SimDiff: Depth Pruning via Similarity and Difference

arXiv cs.AI / 4/22/2026

📰 NewsDeveloper Stack & InfrastructureIdeas & Deep AnalysisModels & Research

Key Points

  • The paper introduces SimDiff, a new depth-pruning criterion for improving the inference efficiency of large language models by removing redundant layers.
  • Unlike prior approaches that rely mainly on layer-to-layer cosine similarity, SimDiff evaluates layers using two complementary, orthogonal signals: representational similarity and transformation difference.
  • It quantifies transformation difference with two metrics—MSSD (outlier-sensitive, emphasizing decisive corrections) and MASD (robust average contribution)—to avoid unpredictable or even catastrophic failures seen with single-heuristic methods.
  • Experiments across multiple models (0.5B–13B parameters) show SimDiff outperforms existing baselines across different pruning ratios, preserving over 91% of LLaMA2-7B performance at 25% pruning and enabling up to 1.49× inference speedup for LLaMA3.1-8B.
  • The authors report that heavily pruned models can be recovered effectively with minimal fine-tuning, suggesting practical deployability beyond one-shot pruning.

◆ **What the exercise asks**: Reproduce the full SimDiff summary word for word. The rows after this point are separate material, apart from the SimDiff summary.

Stored rows:

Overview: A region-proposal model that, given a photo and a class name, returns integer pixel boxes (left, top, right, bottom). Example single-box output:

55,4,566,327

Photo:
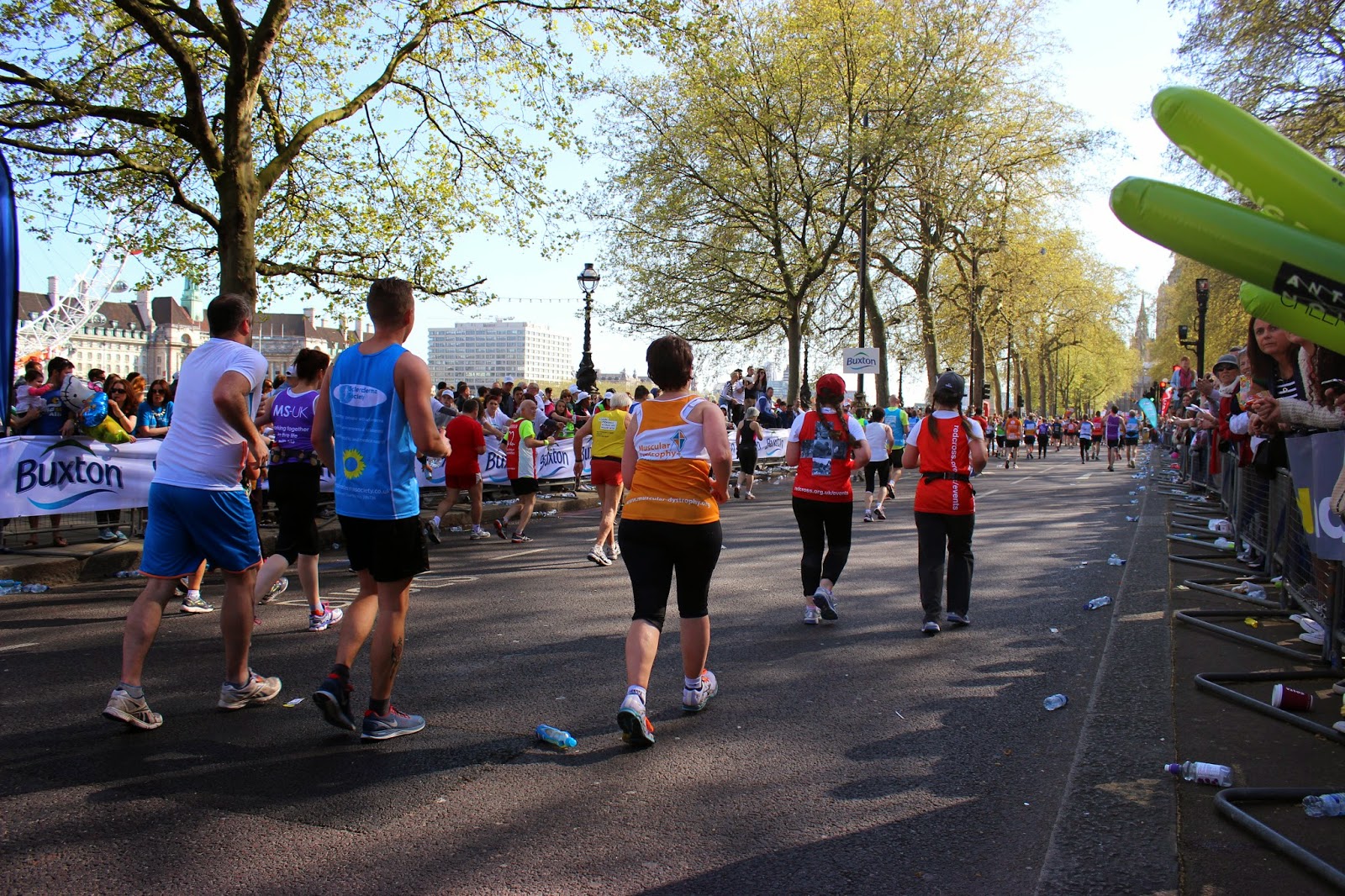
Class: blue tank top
331,345,419,519
271,389,318,451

◆ **Answer to the problem**:
SimDiff: Depth Pruning via Similarity and Difference

arXiv cs.AI / 4/22/2026

📰 NewsDeveloper Stack & InfrastructureIdeas & Deep AnalysisModels & Research

Key Points

  • The paper introduces SimDiff, a new depth-pruning criterion for improving the inference efficiency of large language models by removing redundant layers.
  • Unlike prior approaches that rely mainly on layer-to-layer cosine similarity, SimDiff evaluates layers using two complementary, orthogonal signals: representational similarity and transformation difference.
  • It quantifies transformation difference with two metrics—MSSD (outlier-sensitive, emphasizing decisive corrections) and MASD (robust average contribution)—to avoid unpredictable or even catastrophic failures seen with single-heuristic methods.
  • Experiments across multiple models (0.5B–13B parameters) show SimDiff outperforms existing baselines across different pruning ratios, preserving over 91% of LLaMA2-7B performance at 25% pruning and enabling up to 1.49× inference speedup for LLaMA3.1-8B.
  • The authors report that heavily pruned models can be recovered effectively with minimal fine-tuning, suggesting practical deployability beyond one-shot pruning.